══ The input

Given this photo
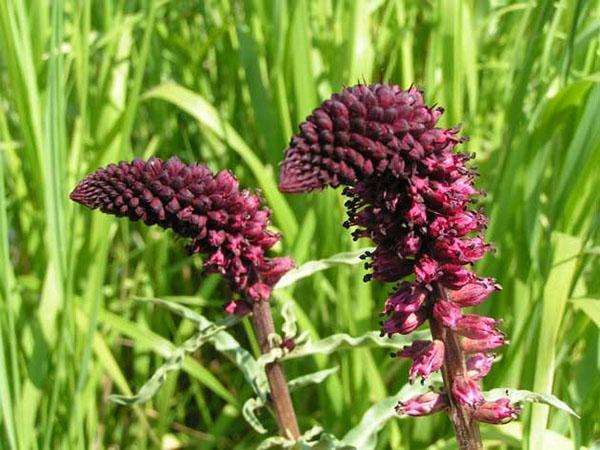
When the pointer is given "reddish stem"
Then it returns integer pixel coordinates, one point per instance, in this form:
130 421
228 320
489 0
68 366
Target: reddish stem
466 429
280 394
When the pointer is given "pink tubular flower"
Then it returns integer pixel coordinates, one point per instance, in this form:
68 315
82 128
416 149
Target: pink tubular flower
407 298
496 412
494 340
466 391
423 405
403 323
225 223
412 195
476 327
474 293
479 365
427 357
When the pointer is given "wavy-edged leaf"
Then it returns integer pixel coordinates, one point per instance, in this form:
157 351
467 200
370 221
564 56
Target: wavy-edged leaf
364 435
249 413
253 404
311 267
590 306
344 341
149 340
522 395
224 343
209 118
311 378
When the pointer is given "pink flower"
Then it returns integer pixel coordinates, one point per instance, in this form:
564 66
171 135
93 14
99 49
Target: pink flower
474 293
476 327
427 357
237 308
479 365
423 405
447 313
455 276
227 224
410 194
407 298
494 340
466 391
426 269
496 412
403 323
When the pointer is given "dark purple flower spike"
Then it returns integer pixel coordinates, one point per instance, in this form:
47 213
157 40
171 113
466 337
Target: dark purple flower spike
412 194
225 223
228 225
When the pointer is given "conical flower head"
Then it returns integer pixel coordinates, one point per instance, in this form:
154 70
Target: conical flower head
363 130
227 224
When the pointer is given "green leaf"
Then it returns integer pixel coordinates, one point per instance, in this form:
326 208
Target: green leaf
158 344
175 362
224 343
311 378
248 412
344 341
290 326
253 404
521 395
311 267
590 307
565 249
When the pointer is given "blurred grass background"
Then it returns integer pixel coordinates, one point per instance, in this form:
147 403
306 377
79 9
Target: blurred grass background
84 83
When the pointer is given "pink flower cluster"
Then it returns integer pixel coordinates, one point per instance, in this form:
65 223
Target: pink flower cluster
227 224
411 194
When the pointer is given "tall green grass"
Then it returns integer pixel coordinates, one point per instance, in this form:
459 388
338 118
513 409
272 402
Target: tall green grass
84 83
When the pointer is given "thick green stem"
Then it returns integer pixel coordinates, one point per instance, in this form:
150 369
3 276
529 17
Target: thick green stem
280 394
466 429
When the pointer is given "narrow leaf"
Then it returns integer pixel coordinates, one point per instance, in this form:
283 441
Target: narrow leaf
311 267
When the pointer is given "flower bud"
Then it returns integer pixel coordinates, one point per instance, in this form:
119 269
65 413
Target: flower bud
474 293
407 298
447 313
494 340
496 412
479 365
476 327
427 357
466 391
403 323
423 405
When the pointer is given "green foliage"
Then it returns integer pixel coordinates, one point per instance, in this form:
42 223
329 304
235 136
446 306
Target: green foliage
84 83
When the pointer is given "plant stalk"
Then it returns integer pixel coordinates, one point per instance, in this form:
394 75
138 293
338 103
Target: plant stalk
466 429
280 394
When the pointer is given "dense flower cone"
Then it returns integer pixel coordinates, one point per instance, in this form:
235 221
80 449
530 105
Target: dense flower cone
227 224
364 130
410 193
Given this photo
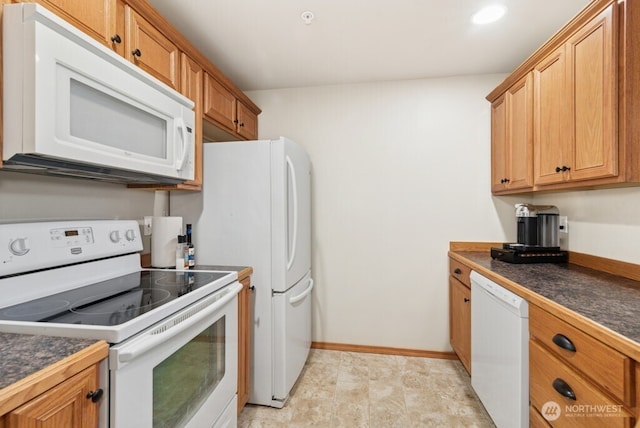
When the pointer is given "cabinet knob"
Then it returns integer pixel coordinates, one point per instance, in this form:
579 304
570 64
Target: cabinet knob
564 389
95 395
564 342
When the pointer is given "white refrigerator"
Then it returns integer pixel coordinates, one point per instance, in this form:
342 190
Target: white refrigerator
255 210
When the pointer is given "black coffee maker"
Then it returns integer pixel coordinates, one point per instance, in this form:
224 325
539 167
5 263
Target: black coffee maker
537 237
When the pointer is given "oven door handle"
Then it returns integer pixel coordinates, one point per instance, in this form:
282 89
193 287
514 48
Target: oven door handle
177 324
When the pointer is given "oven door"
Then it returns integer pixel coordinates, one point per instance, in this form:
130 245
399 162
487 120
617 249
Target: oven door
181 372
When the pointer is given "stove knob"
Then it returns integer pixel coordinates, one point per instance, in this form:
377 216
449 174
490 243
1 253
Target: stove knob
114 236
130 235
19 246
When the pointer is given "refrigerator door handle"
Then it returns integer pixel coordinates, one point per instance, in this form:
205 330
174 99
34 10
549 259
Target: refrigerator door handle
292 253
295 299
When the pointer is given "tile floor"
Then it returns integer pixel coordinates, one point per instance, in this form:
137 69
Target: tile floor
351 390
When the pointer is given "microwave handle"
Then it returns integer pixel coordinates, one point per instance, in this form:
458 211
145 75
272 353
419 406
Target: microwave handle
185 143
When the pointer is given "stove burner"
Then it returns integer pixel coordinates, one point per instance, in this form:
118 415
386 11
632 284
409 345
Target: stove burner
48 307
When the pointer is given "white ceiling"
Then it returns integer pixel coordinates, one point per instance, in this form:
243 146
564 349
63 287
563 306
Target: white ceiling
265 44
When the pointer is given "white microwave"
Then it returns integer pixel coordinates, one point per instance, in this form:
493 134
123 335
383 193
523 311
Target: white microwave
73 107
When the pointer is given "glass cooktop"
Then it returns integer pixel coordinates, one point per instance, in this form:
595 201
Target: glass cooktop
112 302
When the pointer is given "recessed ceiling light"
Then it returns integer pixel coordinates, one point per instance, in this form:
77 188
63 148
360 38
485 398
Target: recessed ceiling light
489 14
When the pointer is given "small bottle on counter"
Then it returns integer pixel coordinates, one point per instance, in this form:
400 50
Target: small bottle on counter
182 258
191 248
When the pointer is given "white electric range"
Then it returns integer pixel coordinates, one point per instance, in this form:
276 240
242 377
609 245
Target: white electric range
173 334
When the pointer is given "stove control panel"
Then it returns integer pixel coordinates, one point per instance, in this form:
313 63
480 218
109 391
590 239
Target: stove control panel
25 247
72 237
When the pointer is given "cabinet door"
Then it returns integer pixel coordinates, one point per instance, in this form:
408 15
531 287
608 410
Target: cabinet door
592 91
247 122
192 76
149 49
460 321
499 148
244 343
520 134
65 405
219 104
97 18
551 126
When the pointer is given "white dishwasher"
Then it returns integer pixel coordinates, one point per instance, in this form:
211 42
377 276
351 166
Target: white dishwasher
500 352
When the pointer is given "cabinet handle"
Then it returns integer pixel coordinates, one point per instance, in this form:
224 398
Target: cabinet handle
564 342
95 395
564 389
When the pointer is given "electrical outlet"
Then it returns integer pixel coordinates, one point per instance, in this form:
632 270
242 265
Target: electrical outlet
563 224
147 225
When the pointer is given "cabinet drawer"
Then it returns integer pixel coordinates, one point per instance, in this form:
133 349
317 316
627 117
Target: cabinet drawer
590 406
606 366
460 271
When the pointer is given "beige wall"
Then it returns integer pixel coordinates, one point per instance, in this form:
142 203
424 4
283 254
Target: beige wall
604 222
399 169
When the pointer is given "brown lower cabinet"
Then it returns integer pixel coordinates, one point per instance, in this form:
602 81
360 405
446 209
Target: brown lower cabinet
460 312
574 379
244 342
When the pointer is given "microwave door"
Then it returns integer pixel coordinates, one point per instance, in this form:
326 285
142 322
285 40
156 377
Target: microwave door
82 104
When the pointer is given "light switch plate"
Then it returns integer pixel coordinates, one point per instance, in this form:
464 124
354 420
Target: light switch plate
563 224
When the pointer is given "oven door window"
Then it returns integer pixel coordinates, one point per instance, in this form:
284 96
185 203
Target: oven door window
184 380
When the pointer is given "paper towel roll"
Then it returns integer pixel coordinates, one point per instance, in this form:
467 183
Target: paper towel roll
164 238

════

#### Task to complete:
A verbatim copy of the entries, without the pictures, is what this task requires.

#### Expected answer:
Given this photo
When the pointer is given "reddish stem"
Then it returns integer pixel coordinates, one point per instance, in this form:
130 421
228 320
489 0
68 366
Target: reddish stem
466 429
280 394
When the pointer is given "pink tubular flower"
Then it returns integer pixel coordinates, one point per instance, in this form:
68 315
82 128
416 149
Target: pink tubular flower
407 298
496 412
494 340
466 391
423 405
403 323
225 223
412 195
476 327
474 293
479 365
427 357
When the pointer is given "wavy-edged leaf"
Then it returns integer pixel coordinates, one point per instance, in this form:
157 351
467 200
370 221
564 56
Target: wavy-edged leaf
364 435
249 413
253 404
311 267
590 306
344 341
149 340
522 395
224 343
209 118
311 378
When the pointer is given "pink flower"
Then it returns integer pixel coordinates, one point per instance, in this form:
564 66
171 135
93 14
99 49
Target: pink flower
474 293
476 327
427 357
237 308
479 365
423 405
447 313
455 276
227 224
410 194
407 298
494 340
466 391
426 269
496 412
403 323
When the pointer is given "dark purple flower spike"
Then it returns integer pixel coordinates, one point per instance, in this form:
47 213
157 40
171 113
466 337
Target: dark purple flower spike
412 194
225 223
228 225
When the pointer is given "conical flower head"
Then it returns integer pixel coordinates, one point per instance, in this form:
154 70
Target: conical flower head
363 130
227 224
When the pointer is given "green leaf"
Then it returns integer pixel coordinates, one point per instance, in this form:
326 208
Target: green leaf
158 344
175 362
224 343
311 378
248 412
344 341
290 326
253 404
521 395
311 267
590 307
565 249
When the pointer is given "blurred grass background"
Then it returns integer pixel coordinates, one point per instance, in this form:
147 403
306 377
79 9
Target: blurred grass background
84 83
When the pointer is given "pink flower cluster"
Then it returns integer pixel coordinates, one point per instance, in this form:
65 223
Target: pink flower cluster
227 224
411 194
When the pointer is given "tall green grass"
Then it returns integer pixel coordinates, one point per instance, in this form:
459 388
338 118
513 409
272 402
Target: tall green grass
84 83
When the pointer is given "thick green stem"
Then it returns integer pixel coordinates, one point per instance, in this form:
150 369
3 276
529 17
Target: thick green stem
280 394
466 429
When the pointer is given "narrow leaf"
Then it returns integer pixel coordinates, one point per instance, in this form:
283 441
Target: narrow leaf
311 267
When the pointer is given "flower bud"
Then it returns integer pixel coordinates, one point per instance, in this form:
119 269
65 413
Target: flower bud
474 293
407 298
447 313
494 340
496 412
479 365
476 327
427 357
466 391
403 323
423 405
When the pointer is given "green foliage"
Then it returns integer pixel coordinates, one point per instance, in this form:
42 223
329 304
235 136
446 306
Target: green foliage
84 83
When the pointer is given "plant stalk"
Then it returns integer pixel coordinates, one point per instance, in this form:
394 75
138 293
338 103
Target: plant stalk
466 429
280 394
When the pointer is given "dense flower cone"
Then it returns integer pixel coordinates, one point per instance, in this form:
235 221
80 449
530 105
Target: dense flower cone
227 224
364 130
410 193
Given this photo
When the pointer is given "cabinet knob"
Then it returns integer pixel coordinates, one point per instance, in this form:
579 304
570 64
Target: cabinet knob
564 389
95 395
564 342
When the pointer is given "white refrigerator"
Then it returns integer pixel coordinates, one point per instance, in this form:
342 190
Target: white refrigerator
255 210
When the pointer is given "black coffee maker"
Then it returns integer pixel coordinates, one point per instance, in this form:
224 325
539 167
5 263
Target: black coffee maker
537 237
When the pointer is given "oven door handle"
Then it returns integer pixel coordinates, one point per instance, in this form:
282 89
193 287
514 48
Target: oven door handle
177 324
When the pointer is given "oven door"
Then it returns integer pixel coordinates, one point per instance, in this form:
130 245
399 162
487 120
617 249
Target: oven door
181 372
When the pointer is given "stove knob"
Then it returns integer pixel coordinates, one point per instance, in this form:
377 216
449 174
490 243
1 253
Target: stove knob
114 236
130 235
19 246
When the pointer is given "refrigerator door handle"
Then it returns integer pixel coordinates, one point per instance, in this form:
205 330
174 99
34 10
549 259
Target: refrigerator door handle
292 253
295 299
When the pointer is given "tile floor"
Then it returns integer pixel coordinates, one point per instance, in this form:
137 69
Target: tile floor
351 390
When the pointer is given "microwave handle"
Then it returns integer pixel coordinates, one point per instance, in this form:
458 211
145 75
272 353
419 406
Target: microwave handle
185 143
When the pointer is given "stove burner"
Then it returns integer pixel coordinates, one point per instance, in this form:
118 415
386 11
632 284
409 345
Target: stove burner
48 307
When the pointer is given "white ceiling"
Then it returns integer pixel coordinates, one point per instance, in this form:
243 146
564 349
63 287
563 306
Target: white ceiling
265 44
When the pointer is given "white microwave"
Then it returns integer pixel coordinates, one point per instance, in this form:
493 134
123 335
383 193
523 311
Target: white microwave
73 107
When the pointer is given "glass cooktop"
Then it returns integer pixel coordinates, one point per instance, in this form:
595 201
Target: glass cooktop
112 302
When the pointer is given "recessed ceiling light"
Then it returns integer pixel coordinates, one point per instance, in this form:
77 188
63 148
360 38
485 398
Target: recessed ceiling light
489 14
When the pointer is given "small bottle on counter"
Then it returns integer pixel coordinates, one point per instance, in this form:
400 50
Target: small bottle on counter
182 258
191 248
When the pointer is given "white electric range"
Then it returns integer pixel coordinates, one point per instance, in this form:
276 240
242 377
609 245
Target: white electric range
173 334
When the pointer is given "stove control panel"
Then it returns integer pixel coordinates, one point per instance, in this form:
313 63
480 218
109 391
590 239
Target: stove control panel
25 247
72 237
When the pointer is given "cabinet door"
Then it returns integer pixel coordinates, one point per instance, in this form:
408 15
531 287
608 410
Target: cabinet door
592 91
247 122
192 76
149 49
460 321
499 148
244 343
520 134
65 405
219 104
97 18
551 126
When the pointer is given "white dishwasher"
Then it returns integer pixel coordinates, one point per instance, in this form:
211 42
377 276
351 166
Target: white dishwasher
500 352
When the pointer is given "cabinet handle"
Then it returns integer pixel coordinates, one point per instance, in this form:
224 398
Target: cabinet handle
564 342
95 395
564 389
When the pointer is given "electrical outlet"
Then it returns integer pixel coordinates, one point per instance, in this form:
632 270
242 265
Target: electrical outlet
563 224
147 225
When the pointer is given "cabinet drawer"
Then it returns integer pixel coordinates, one point per instance, in this form:
133 349
317 316
627 117
Target: cabinet drawer
590 406
606 366
460 271
When the pointer is given "beige wall"
Then it returns integer pixel coordinates, one point per instance, in this form:
142 203
424 4
283 254
Target: beige wall
604 222
399 169
When the pointer is given "brown lower cabinet"
Then it returns integer pixel coordinates, one point per instance, in this form:
602 81
360 405
446 209
Target: brown lower cabinet
460 312
574 379
244 342
When the pointer is given "microwave door"
Then it returns integer pixel coordinates, one point per instance, in this form:
326 285
142 322
285 40
156 377
Target: microwave door
82 104
When the pointer is given "light switch plate"
Then it returns integer pixel coordinates, one point per instance, in this form:
464 124
354 420
Target: light switch plate
563 224
When the pointer is given "oven door window"
Then it returns integer pixel coordinates, one point per instance, in this form:
284 96
185 203
Target: oven door window
184 380
When the pointer is given "paper towel roll"
Then it returns integer pixel coordinates, one point per instance, in this form:
467 183
Target: paper towel roll
164 238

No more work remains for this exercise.